_Your instructions_.
Count up the lines below that include the string "positive" and report the number by itself.

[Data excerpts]
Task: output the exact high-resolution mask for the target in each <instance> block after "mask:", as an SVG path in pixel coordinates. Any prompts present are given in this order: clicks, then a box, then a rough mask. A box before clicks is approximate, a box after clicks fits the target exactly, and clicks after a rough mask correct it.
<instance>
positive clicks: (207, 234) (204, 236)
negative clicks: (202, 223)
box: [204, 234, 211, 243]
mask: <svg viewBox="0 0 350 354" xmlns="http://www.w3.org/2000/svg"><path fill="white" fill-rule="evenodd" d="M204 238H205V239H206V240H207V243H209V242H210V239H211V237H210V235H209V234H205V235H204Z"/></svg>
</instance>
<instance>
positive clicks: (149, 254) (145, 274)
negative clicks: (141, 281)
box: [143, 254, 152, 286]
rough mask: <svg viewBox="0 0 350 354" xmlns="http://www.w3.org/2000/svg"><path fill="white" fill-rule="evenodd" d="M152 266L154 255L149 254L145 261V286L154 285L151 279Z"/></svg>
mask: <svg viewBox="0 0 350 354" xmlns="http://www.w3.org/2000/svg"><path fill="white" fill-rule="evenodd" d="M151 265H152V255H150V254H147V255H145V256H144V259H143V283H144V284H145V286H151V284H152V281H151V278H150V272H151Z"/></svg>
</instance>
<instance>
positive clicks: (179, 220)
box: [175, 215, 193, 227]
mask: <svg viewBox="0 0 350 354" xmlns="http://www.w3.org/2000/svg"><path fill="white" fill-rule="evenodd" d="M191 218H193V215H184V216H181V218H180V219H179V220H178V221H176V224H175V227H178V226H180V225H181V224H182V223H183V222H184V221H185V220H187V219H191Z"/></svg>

_Reply_.
3